So, what can schools and colleges do to support successful implementation of remote teaching?
Our research identified four further learning points that schools and colleges might want to consider should they need to deliver remote teaching in the future.

  1. A digital strategy was associated with a consistent approach to remote teaching

    Schools and colleges emphasised the importance of developing a digital strategy to establish expectations for teachers and pupils regarding the use of remote teaching and to ensure consistency across subjects and phases. Given the continuing role played by EdTech in supporting education recovery programmes, schools and colleges should consider developing their digital strategies alongside their Covid recovery strategies.

    Given moves to avoid large scale school closures in the future, it is likely that hybrid provision (whereby schools and colleges are simultaneously teaching pupils both face-to-face in class and remotely at another location), rather than everyone being online, is more likely to be the focus of any remote teaching in the future. However, teachers told us this poses additional pedagogic challenges, and therefore this approach needs further consideration within schools’ and colleges’ digital planning.

  1. High-quality training can help pupils and teachers get the most out of remote teaching

Many of the teachers we spoke to felt that training for their staff was critical. Rather than just providing generic instructions, training focused on how to use the more advanced features of their chosen tools, such as break out rooms within video-conferencing software, and digital whiteboards. Some schools and colleges also provided training for pupils, including on how to access, and share documents, use interactive features (such as emojis and the ‘raise hand tool’), as well as guidance on online etiquette.

  1. Approaches to remote teaching need to work for everyone

To make their approaches more accessible and effective for more learners, several teachers described how they made adaptations to their early approaches to delivering remote teaching. For example, one primary school trust had the ambition of replicating the whole-school day online, but found that this approach was unfeasible, despite some parents wanting the structure of a full timetabled day.

Some interviewees commented on the challenges of delivering remote education to younger children, particularly those in Reception and Year 1, while others found that remote teaching did not work well for some pupils with special educational needs and disabilities (SEND). These experiences led teachers to reflect on the challenges of offering a ‘one-size-fits-all approach’, and of the need to match the school’s or college’s ambitions for remote teaching with the needs and preferences of pupils and their families.

  1. Teaching quality matters most

Despite the hyperbole regarding the future role of EdTech in teaching, many of the teachers we spoke to recognised the need for pupils to have a varied diet of online and offline activities, and many schools and colleges planned to downsize their remote teaching offer or had already done so.

While the advent of new technologies such as artificial intelligence, virtual and augmented realities may have already become a reality for some schools and colleges, we agree with previous research, which suggests that the quality of teaching is more important than how lessons are delivered. Indeed, our research suggests it is necessary to upskill teachers, through continuing professional development (CPD) focussed on how to plan and deliver remote and hybrid lessons. This should include guidance on how to adjust lessons to promote engagement through interaction.

The Government remains committed to remote education ‘allowing children to keep pace with their education when in-person attendance in school is impossible’. Our study provides further evidence on the potential uses of remote teaching and how to realise this potential. Future developments in EdTech will need to consider how best to support learners who may experience barriers to accessing remote teaching, including disadvantaged pupils, younger children and pupils with SEND.

**Data extract**
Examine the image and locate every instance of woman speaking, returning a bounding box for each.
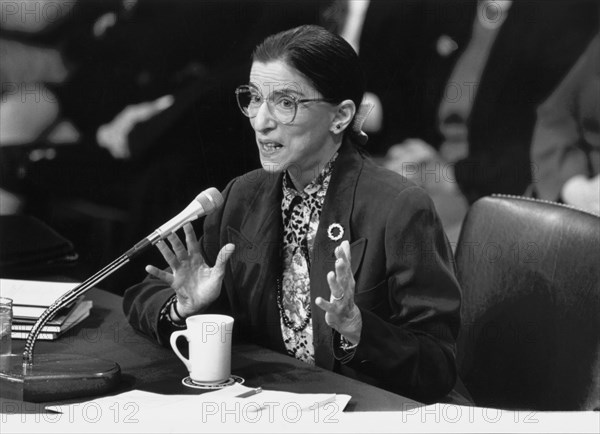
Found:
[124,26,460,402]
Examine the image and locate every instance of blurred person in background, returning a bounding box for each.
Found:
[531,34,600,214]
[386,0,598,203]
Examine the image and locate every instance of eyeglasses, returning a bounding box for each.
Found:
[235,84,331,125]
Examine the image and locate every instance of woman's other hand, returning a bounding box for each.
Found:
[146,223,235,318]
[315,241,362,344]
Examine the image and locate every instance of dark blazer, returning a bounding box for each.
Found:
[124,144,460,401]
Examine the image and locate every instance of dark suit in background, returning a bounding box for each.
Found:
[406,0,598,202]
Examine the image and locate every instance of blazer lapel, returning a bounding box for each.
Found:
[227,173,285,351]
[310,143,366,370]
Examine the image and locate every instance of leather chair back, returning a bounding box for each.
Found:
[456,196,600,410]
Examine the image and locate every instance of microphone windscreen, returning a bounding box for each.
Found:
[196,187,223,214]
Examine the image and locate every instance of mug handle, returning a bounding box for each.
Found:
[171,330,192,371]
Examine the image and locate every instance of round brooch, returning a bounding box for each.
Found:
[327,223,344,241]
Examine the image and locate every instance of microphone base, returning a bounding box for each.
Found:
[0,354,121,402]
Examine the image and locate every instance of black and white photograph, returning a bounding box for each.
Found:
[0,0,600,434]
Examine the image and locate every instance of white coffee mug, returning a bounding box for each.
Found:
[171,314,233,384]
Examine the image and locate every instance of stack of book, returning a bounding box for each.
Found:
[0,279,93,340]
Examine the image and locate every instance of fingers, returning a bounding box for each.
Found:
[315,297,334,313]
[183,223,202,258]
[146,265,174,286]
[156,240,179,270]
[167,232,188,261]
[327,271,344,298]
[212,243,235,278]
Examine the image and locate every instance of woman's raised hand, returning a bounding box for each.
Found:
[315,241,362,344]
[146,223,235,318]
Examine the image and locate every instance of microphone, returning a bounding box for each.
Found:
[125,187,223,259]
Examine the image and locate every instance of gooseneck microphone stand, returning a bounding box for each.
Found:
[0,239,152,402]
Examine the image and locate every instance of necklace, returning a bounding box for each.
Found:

**Tasks to carry out**
1. Copy the passage on remote teaching word for word, starting at "1. Teaching quality" and ending at "engagement through interaction.".
2. In the passage on remote teaching, what ambition did one primary school trust find to be unfeasible?

**Responses**
1.
1. Teaching quality matters most

Despite the hyperbole regarding the future role of EdTech in teaching, many of the teachers we spoke to recognised the need for pupils to have a varied diet of online and offline activities, and many schools and colleges planned to downsize their remote teaching offer or had already done so.

While the advent of new technologies such as artificial intelligence, virtual and augmented realities may have already become a reality for some schools and colleges, we agree with previous research, which suggests that the quality of teaching is more important than how lessons are delivered. Indeed, our research suggests it is necessary to upskill teachers, through continuing professional development (CPD) focussed on how to plan and deliver remote and hybrid lessons. This should include guidance on how to adjust lessons to promote engagement through interaction.

2. Replicating the whole-school day online.